== Exercise requirements ==
Rewrite the listing below with every "dog's" renamed to "puppy's", keeping all other lines unchanged.

== Excerpts from point annotation data ==
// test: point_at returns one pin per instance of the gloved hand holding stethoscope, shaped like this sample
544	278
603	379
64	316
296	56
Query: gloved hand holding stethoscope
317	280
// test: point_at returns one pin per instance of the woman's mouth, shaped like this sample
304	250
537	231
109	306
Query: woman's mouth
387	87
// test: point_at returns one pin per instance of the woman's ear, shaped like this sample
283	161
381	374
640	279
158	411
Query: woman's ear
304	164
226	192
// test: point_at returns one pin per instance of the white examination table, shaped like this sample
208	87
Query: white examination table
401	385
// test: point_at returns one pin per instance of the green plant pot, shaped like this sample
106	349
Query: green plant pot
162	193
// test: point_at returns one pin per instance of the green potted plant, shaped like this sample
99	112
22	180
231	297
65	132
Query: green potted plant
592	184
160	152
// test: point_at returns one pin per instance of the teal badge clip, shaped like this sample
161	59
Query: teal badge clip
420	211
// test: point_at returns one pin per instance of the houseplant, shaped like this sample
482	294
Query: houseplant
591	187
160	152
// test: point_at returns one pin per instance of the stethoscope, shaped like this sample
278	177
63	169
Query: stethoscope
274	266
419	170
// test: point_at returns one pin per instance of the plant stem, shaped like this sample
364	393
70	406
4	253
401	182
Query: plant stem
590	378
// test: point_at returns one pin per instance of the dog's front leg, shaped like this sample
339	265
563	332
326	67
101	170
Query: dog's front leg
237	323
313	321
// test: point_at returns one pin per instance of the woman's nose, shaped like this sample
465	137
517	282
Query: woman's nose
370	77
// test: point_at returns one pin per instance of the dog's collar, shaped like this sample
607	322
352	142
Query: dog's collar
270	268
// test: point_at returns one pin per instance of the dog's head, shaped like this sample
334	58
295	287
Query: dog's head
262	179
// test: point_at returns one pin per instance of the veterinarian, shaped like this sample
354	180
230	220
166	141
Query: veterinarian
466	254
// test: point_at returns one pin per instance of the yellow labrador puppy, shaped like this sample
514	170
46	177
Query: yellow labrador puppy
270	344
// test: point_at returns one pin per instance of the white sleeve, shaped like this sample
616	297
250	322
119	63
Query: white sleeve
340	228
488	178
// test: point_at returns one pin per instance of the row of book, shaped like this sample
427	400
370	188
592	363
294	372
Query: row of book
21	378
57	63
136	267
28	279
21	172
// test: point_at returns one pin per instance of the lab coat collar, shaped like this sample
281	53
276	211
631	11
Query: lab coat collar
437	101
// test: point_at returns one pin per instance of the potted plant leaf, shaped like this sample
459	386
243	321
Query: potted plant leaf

== Final answer ==
// test: point_at returns one pin per instance of the gloved hand holding stethoscope, shaped like this sample
544	278
603	379
64	316
296	56
Query: gloved hand holding stethoscope
317	280
// test: point_at returns one pin per instance of the woman's mouth, shaped like this sample
304	250
537	231
109	306
Query: woman's mouth
387	87
// test: point_at returns one pin per instance of the woman's ear, shaped like this sample
283	161
381	374
640	279
158	411
Query: woman's ear
304	164
226	192
// test: point_at returns one pin per instance of the white examination table, shaped like this sample
208	87
Query: white examination table
401	385
// test: point_at returns one pin per instance of the green plant pot, shaped like this sample
106	349
Query: green plant pot
162	193
// test: point_at returns one pin per instance of the green potted plant, shaped like this sample
99	112
22	180
231	297
65	132
Query: green potted plant
592	184
160	152
// test: point_at returns one pin per instance of the teal badge clip, shaped like this sample
161	59
Query: teal badge clip
420	211
// test: point_at returns one pin per instance of the houseplant, shaped like this sample
482	294
Query: houseplant
591	187
160	152
// test: point_at returns one pin per instance of the stethoscope, shaped like this sample
278	177
63	169
Query: stethoscope
274	266
419	170
// test: point_at returns one pin per instance of the plant stem, shaped like this sample
364	393
70	406
4	253
401	182
Query: plant stem
590	378
// test: point_at returns one pin per instance of the puppy's front leg, shaped like this sample
339	265
563	332
326	67
101	170
Query: puppy's front leg
237	323
313	321
// test: point_at returns one pin per instance of the woman's nose, shaped like this sample
465	137
517	282
Query: woman's nose
370	77
// test: point_at returns one pin per instance of the puppy's collar, shaped like this sample
607	322
352	142
Query: puppy's collar
270	268
// test: point_at returns one pin per instance of the puppy's head, shaped like this sample
334	58
295	287
Query: puppy's head
262	179
// test: point_at returns one pin per instance of the veterinarian, shaped like this sample
354	180
230	220
166	141
Query: veterinarian
466	254
// test: point_at returns one pin per instance of the yellow labrador puppy, shaped like this sample
514	170
46	177
Query: yellow labrador puppy
270	344
// test: point_at returns one pin per instance of the white sleeve, shaped like this sample
616	297
250	322
119	63
Query: white sleeve
340	228
488	178
// test: point_at returns one pin per instance of the row of book, shaped like this sample
427	400
370	188
592	363
294	372
Query: row of book
21	378
57	63
136	267
28	279
21	172
// test: point_at returns one pin per instance of the lab coat collar, shaped like this sample
281	53
276	211
631	11
Query: lab coat collar
437	101
// test: point_at returns one pin per instance of the potted plant leaf, shaped like this sample
459	386
243	321
Query: potted plant leaf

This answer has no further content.